Please copy everything in the data below, from the line containing "Practice. Locate the grass" down to the line containing "[(432, 168)]", with both of those lines included.

* Begin Data listing *

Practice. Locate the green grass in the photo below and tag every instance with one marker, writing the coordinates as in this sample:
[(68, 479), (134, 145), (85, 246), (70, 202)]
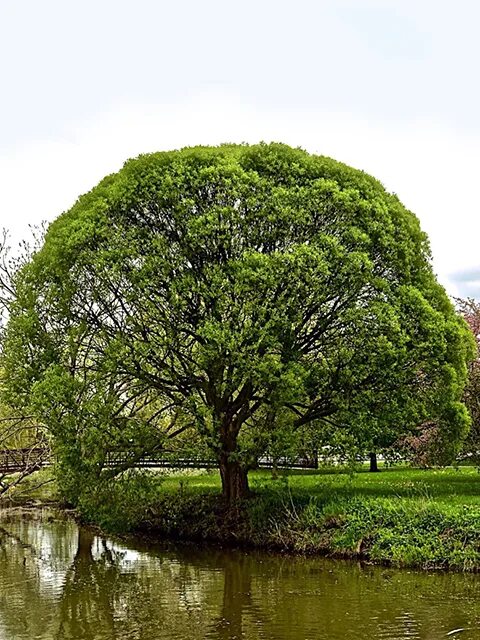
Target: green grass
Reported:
[(443, 486), (400, 516)]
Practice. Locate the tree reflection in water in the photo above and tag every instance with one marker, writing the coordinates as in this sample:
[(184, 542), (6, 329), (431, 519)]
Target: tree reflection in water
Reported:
[(58, 582)]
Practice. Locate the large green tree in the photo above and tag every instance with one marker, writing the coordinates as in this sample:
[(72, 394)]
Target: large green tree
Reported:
[(232, 293)]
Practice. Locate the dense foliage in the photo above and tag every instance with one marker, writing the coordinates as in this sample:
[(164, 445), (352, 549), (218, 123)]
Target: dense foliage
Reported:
[(228, 298), (470, 309)]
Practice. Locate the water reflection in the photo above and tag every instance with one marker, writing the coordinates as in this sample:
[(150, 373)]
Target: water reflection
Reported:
[(61, 582)]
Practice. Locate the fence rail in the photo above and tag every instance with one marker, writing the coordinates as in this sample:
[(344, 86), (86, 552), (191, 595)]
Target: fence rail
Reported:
[(18, 460)]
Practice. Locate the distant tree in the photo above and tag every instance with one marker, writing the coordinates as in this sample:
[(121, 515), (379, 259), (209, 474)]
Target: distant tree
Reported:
[(470, 310), (232, 293)]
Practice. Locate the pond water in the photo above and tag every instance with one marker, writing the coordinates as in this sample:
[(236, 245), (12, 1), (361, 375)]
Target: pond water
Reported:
[(58, 581)]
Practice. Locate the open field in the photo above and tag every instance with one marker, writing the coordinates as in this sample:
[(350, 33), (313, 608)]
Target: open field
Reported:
[(450, 486), (400, 516)]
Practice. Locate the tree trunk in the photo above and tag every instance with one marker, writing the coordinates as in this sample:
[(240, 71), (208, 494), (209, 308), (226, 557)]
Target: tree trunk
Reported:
[(234, 479)]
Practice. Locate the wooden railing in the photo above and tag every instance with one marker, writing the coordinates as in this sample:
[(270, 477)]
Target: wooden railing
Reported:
[(18, 460)]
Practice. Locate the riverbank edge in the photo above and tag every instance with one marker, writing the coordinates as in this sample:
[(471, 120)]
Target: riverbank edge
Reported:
[(419, 535)]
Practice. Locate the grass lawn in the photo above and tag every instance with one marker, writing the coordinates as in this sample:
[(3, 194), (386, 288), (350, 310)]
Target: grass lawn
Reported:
[(449, 486)]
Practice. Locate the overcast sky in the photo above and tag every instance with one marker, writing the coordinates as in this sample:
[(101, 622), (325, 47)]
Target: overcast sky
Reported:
[(388, 86)]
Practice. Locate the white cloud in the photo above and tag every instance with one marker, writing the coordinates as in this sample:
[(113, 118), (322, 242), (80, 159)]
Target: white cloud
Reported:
[(432, 168)]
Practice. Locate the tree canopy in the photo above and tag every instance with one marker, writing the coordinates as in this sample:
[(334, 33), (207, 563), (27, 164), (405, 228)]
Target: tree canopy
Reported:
[(231, 294)]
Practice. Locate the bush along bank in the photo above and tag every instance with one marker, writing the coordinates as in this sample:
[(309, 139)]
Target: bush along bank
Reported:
[(395, 531)]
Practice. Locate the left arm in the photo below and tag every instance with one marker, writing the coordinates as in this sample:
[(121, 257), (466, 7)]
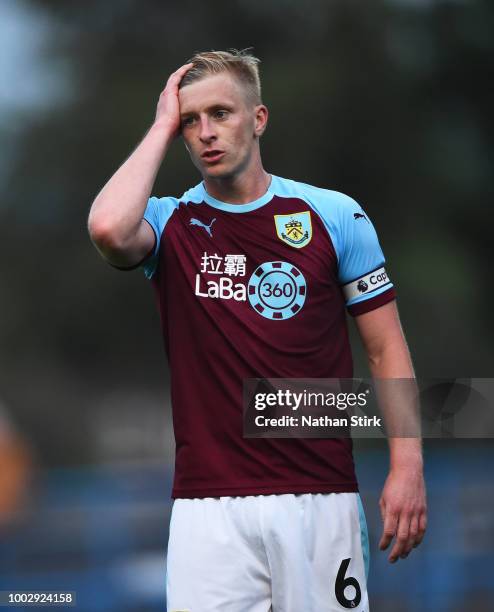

* End Data listing *

■ **Solution to the problem**:
Practice. Locate the grass lawn in the photo above and tag every instance with one marker, writing the coordinates as in this sample:
[(3, 194), (386, 288), (350, 310)]
Target: grass lawn
Reported:
[(449, 486)]
Practice. Locate the overcast sky in the photo above and tag every instance with one marker, writing the coordinates as in this sample:
[(101, 622), (325, 47)]
Target: overcast sky
Reported:
[(388, 86)]
Practice. Locate the white cloud in the photo above and tag every instance with one marker, writing the coordinates as in this sample:
[(113, 118), (322, 242), (80, 159)]
Target: white cloud
Reported:
[(432, 168)]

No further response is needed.